> **TASK BRIEF**
Go to the line in the entries below that holds "post in this photo." and repeat exactly from there through the line that holds "metal pole in this photo.", inclusive.

===== SUPPLIED MATERIAL =====

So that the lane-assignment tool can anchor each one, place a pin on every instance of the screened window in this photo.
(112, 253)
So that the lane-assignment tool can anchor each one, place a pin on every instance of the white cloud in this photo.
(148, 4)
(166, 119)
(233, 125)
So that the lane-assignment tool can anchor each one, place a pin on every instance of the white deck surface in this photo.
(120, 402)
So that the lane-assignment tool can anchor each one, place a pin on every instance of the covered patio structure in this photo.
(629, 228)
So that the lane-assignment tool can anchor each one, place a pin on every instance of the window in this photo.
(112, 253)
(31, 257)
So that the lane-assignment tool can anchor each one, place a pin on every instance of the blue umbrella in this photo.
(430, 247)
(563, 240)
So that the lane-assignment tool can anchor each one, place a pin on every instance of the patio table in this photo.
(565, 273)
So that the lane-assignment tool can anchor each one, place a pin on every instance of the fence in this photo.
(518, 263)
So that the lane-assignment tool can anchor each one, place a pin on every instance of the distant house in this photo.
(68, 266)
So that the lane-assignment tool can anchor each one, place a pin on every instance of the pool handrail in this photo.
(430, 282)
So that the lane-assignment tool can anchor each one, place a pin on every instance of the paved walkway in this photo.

=====
===== SUPPLIED MATERIAL =====

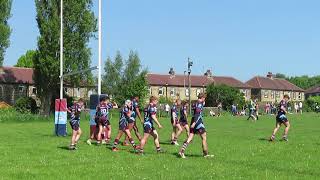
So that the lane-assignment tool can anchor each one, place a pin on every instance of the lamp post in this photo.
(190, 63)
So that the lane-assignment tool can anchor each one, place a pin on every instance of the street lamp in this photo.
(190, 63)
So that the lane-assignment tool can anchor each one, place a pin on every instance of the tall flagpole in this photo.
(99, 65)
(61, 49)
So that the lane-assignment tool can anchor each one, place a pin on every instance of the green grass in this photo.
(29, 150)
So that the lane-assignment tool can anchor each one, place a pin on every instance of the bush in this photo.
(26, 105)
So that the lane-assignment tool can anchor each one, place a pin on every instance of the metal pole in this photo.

=====

> **RESPONSE FOR THIS EXERCISE**
So that the lane-assignment tool can anchor each one, place a pin on every instance of the lamp post in this photo.
(190, 63)
So that the lane-assignment tool can anchor each one, place a pin on every instance of the street lamp in this photo.
(190, 63)
So that the lane-assignment tool can anchor each one, place a pin on every instance of the tall flagpole in this photo.
(99, 65)
(61, 49)
So that the lane-assignment tool can anchor each one, place a pin on every instance of the green grass in this photo.
(29, 150)
So that the lane-assignment tool can anchor each one, place a pin on every instance of the bush in this photo.
(26, 105)
So that the lane-assignment tool can anchor each one, place a pin on every instance of the metal pole in this photo.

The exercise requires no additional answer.